§ Excerpt

But for some reason that morning I was sitting in a doctor's office at Riley again watching the resident counting her cals. I was listening to him tell us this big word over and over again, and talk about tumors. I was hearing him try to reassure us that she would be fine, but feeling like I just needed to get the hell out of there. The moment passed quickly, but took me a few days to completely shake that feeling of dread and terror that comes over me when I remember hearing neurofibromatosis for the first time.

In all of those moments though I keep coming back to knowing that God has something specific planned both for Abigail, and for us being Abigail's parents. Her coming to be our daughter just lined up so perfectly that there can be no other explanation. And we had sat and discussed, read, and researched numerous special needs before Abigail was born. We talked about HIV, Down's syndrome, cerebral palsy, and drug and alcohol exposure. We discussed autism and on down the list of things I have dealt with as I have worked with numerous people with special needs. Never once did NF come up. Neither of us had ever even heard of it.

So while I wasn't surprised that we somehow managed to end up with a kiddos with lots of special medical needs. I had this nagging feeling that the having a child with NF was something that God lined up for some unknown reason. I wasn't sure if we would ever even find out here on earth.

Last night I sat next a little girl on the couch at the home of a family from our church. This is a large family (I think they have 9 kiddos at home) who had just had a baby. I had brought a meal and was holding their new sweet little one. I asked the little girl about the band-aid on her arm. She replied very nonchalantly she had an MRI that day. When I asked why she told me she had a bump on her head, and then proceeded to pull up her shirt to show me the 'brown spots' that she also had.

I nearly fell off the couch (and had to quickly remind myself I was holding a baby). I didn't know what to ask next because I wasn't sure how much the family new. The mom proceeded to tell me that the dad has been diagnosed with something called neurofibromatosis a few months ago.

§ Data excerpts

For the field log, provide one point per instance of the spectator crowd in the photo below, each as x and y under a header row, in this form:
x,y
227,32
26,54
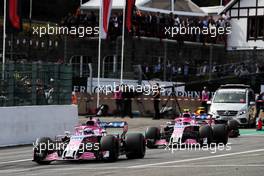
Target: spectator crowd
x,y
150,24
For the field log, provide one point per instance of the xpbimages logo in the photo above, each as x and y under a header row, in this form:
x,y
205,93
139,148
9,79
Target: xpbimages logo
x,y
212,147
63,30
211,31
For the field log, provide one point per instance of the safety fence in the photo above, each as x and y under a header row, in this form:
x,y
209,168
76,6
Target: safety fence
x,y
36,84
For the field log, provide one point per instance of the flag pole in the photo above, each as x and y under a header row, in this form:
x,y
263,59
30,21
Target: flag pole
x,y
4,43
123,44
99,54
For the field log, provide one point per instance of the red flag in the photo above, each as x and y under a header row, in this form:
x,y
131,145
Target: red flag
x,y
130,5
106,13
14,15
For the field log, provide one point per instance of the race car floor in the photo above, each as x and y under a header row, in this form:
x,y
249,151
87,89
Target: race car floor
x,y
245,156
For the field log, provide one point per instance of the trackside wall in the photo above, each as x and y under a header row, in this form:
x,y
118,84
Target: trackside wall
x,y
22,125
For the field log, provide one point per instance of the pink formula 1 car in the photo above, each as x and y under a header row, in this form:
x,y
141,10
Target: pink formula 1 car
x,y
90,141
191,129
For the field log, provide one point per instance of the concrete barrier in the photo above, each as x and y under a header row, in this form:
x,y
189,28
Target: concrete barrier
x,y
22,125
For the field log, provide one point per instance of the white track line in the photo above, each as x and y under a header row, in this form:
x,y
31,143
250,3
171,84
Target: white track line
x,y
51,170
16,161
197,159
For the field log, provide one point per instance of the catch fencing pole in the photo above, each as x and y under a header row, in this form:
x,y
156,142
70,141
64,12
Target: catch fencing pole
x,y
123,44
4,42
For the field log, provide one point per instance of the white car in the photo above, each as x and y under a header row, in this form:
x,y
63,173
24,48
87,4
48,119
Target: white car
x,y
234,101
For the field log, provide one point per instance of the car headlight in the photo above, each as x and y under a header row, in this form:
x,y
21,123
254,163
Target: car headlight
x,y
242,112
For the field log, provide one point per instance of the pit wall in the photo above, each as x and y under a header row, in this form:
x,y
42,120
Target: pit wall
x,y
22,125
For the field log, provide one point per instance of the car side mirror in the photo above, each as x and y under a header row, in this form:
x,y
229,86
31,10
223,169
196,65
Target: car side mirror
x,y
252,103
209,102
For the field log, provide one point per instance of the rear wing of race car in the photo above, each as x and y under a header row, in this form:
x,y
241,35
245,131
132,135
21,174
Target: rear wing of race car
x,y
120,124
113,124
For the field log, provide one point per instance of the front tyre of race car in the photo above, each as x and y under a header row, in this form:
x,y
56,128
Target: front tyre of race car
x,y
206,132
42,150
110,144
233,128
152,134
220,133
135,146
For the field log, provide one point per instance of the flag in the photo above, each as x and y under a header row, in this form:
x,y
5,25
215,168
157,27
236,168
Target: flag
* * *
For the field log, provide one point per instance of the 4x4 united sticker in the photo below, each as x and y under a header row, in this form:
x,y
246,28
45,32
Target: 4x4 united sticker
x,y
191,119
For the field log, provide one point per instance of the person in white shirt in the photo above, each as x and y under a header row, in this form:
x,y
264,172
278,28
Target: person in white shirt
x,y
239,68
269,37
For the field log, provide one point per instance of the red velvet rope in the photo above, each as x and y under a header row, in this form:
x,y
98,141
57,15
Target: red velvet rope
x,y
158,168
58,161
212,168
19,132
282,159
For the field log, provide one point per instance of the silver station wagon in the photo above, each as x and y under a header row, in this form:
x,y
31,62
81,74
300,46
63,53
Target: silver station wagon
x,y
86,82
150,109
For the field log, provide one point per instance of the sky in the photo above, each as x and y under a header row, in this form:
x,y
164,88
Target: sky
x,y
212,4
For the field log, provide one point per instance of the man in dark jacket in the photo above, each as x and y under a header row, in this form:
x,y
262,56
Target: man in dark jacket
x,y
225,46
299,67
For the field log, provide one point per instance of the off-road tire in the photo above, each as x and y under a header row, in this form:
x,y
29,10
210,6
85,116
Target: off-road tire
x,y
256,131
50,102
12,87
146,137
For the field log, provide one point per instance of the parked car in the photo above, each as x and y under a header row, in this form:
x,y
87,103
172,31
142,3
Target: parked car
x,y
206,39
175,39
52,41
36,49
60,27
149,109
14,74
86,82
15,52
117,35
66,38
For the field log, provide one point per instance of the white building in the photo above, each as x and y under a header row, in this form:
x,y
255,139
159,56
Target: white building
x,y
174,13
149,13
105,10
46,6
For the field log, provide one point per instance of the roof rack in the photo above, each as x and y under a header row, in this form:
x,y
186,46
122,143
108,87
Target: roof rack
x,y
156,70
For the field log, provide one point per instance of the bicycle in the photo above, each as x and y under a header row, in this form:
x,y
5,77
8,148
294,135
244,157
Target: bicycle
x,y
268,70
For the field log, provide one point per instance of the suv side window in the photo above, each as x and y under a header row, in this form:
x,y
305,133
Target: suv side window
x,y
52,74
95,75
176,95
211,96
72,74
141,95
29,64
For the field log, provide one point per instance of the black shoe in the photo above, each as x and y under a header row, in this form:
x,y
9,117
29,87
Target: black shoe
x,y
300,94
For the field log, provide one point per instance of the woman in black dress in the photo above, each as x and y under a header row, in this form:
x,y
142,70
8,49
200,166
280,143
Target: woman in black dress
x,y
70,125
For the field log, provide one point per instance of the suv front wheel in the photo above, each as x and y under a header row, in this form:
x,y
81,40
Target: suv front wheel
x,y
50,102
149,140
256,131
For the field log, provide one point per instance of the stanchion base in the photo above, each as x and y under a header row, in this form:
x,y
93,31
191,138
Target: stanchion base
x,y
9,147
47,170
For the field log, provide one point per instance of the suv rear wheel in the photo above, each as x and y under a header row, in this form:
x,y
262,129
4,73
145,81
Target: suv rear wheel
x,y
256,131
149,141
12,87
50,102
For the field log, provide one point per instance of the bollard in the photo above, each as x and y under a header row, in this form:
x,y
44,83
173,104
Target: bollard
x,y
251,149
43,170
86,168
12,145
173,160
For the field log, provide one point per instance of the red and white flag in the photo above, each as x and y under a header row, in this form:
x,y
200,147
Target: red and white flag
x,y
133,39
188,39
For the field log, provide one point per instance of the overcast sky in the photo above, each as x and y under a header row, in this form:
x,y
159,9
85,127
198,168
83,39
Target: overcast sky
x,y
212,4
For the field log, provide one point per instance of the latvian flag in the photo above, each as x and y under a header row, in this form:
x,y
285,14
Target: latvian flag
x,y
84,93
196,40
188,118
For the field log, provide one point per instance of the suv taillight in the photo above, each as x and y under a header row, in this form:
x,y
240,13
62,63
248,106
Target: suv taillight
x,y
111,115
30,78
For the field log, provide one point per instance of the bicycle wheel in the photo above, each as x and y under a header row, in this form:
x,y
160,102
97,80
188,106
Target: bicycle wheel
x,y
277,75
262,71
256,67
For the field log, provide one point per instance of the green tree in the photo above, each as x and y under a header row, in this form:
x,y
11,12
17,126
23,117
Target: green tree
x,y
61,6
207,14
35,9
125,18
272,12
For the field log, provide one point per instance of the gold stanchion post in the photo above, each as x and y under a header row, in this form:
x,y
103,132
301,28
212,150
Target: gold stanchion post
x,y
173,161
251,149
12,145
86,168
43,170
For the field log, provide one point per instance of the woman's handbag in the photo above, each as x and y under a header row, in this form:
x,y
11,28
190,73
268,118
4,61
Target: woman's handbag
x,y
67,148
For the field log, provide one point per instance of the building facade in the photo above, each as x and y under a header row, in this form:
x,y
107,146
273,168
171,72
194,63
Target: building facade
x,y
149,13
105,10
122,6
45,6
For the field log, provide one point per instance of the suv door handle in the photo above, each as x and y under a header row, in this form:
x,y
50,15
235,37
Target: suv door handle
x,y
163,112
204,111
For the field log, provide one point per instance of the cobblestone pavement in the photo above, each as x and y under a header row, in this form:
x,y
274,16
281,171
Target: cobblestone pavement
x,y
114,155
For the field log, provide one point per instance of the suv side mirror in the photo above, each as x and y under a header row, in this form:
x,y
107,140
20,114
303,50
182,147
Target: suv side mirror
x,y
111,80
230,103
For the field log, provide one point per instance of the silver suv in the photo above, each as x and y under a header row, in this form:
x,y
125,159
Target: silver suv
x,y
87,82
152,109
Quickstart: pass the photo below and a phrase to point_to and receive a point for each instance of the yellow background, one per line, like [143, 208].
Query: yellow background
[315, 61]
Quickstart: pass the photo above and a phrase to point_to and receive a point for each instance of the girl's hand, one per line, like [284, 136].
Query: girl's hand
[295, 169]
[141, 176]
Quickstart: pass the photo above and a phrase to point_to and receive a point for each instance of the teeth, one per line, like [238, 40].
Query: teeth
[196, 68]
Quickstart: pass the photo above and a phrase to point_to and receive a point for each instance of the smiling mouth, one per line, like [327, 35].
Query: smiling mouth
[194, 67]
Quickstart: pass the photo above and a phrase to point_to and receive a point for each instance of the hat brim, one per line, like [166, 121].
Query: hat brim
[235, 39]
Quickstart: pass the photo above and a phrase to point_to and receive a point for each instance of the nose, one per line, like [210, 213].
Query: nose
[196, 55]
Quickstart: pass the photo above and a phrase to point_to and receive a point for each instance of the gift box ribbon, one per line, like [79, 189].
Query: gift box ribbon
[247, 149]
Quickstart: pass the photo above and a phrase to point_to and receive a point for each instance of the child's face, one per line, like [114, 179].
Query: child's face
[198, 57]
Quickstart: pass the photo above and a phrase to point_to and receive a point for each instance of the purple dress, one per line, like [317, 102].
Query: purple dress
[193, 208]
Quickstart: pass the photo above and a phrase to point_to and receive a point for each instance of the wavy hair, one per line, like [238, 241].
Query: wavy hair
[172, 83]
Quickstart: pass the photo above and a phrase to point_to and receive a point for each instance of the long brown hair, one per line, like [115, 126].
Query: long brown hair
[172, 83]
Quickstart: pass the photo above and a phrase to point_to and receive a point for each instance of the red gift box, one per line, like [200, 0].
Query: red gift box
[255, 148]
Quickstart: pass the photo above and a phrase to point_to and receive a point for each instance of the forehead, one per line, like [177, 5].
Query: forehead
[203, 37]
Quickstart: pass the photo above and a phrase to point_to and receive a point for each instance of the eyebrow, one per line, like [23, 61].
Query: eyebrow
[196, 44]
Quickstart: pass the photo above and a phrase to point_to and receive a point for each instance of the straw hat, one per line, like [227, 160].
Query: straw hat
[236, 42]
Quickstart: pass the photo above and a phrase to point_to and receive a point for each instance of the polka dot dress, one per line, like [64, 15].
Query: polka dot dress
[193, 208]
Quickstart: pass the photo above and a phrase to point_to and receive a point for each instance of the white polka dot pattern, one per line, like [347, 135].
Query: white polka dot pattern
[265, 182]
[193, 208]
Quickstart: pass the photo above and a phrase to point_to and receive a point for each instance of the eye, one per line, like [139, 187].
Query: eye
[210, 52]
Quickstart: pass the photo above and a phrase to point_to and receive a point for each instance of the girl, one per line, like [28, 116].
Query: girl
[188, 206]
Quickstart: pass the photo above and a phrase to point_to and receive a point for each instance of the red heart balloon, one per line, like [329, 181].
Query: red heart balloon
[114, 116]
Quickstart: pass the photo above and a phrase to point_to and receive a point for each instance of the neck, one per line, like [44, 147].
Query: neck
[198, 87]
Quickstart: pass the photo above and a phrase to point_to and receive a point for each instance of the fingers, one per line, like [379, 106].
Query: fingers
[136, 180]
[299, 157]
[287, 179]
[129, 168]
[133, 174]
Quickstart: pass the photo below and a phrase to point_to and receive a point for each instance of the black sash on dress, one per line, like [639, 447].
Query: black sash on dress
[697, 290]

§ Task directions
Can you repeat, word for word, the part of the neurofibromatosis passage that opens with the words containing "In all of those" and closes with "heard of it."?

§ Expected output
In all of those moments though I keep coming back to knowing that God has something specific planned both for Abigail, and for us being Abigail's parents. Her coming to be our daughter just lined up so perfectly that there can be no other explanation. And we had sat and discussed, read, and researched numerous special needs before Abigail was born. We talked about HIV, Down's syndrome, cerebral palsy, and drug and alcohol exposure. We discussed autism and on down the list of things I have dealt with as I have worked with numerous people with special needs. Never once did NF come up. Neither of us had ever even heard of it.